- **Wybrany tekst**
⁂

Tytuł: Dart Polska :: turniej Tawerna
Dodane przez Misiekczl dnia 05.03.2015 00:49:26
#1
Witam wszystkich,
W wyniku skandalicznego zachowania podczas turnieju w Tawernie dnia 03.03.2015 pana J.Popiela w stosunku do mnie domagam się publicznych przeprosin. Skąd ten post i o co chodzi?
Otóż podczas meczu z moim klubowym kolegą nie została przełączona maszyna, Kamil rzucił pierwszą lotką kończącą liczbę, jako kibic w danym momencie zawołałem mojego kolegę nie przeszkadzając panu J.Popielowi w meczu ( ponieważ Kamil był przy tarczy ) by poszedł do Dawida ( sędziego ) turnieju w celu rozstrzygnięcia tej kwestii ( Kamil jest początkującym graczem na turniejach i wiele się uczy, ale o wielu rzeczach nie wie, jak sam podkreśla ). Takiej postawy nauczyli mnie starsi koledzy i sam organizator Mariusz ( przykładowa sytuacja TRIP ). W tym ,iż wzajemnie się edukujemy nie widzę nic złego... Po czym pan J. Popiel rzucił lotkami ,poddał mecz i zaczął w moją stronę kierować nieprzyzwoite epitety i groźby karalne i ruszył w moją stronę ( zatrzymał Go mój kolega z drużyny- Paweł ), nie reagowałem na takie zachowanie. Tym razem sytuacja miała miejsce w obecności innych graczy , nie jak ostatnio w pubie Malak, na dworze, gdzie jedynym świadkiem również prowokacji i obelg był pana Popiela kapitan. Czekam na przeprosiny jak i decyzję organizatorów co do osoby pana J.Popiela, do soboty 07.03.2015. W przypadku braku interwencji organizatorów, powyższą sprawę rozwiąże w inny sposób. Dość chamskiego, agresywnego i niestosownego zachowania podczas DART-a.

⁂

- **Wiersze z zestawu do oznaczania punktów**
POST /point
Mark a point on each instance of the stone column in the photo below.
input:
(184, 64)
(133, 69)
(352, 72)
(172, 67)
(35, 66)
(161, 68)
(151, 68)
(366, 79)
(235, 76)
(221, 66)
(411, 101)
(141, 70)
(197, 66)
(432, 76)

⁂

- **Twoje zadania**
1. Przepisz dokładnie fragment wpisu o turnieju w Tawernie, czyli wszystko od „Tytuł: Dart Polska” aż do „o co chodzi?”.
2. Powtórz bez żadnych zmian wszystkie wiersze z zestawu do oznaczania punktów.

- **Rozwiązania poniżej**
1.
Tytuł: Dart Polska :: turniej Tawerna
Dodane przez Misiekczl dnia 05.03.2015 00:49:26
#1
Witam wszystkich,
W wyniku skandalicznego zachowania podczas turnieju w Tawernie dnia 03.03.2015 pana J.Popiela w stosunku do mnie domagam się publicznych przeprosin. Skąd ten post i o co chodzi?

2.
POST /point
Mark a point on each instance of the stone column in the photo below.
input:
(184, 64)
(133, 69)
(352, 72)
(172, 67)
(35, 66)
(161, 68)
(151, 68)
(366, 79)
(235, 76)
(221, 66)
(411, 101)
(141, 70)
(197, 66)
(432, 76)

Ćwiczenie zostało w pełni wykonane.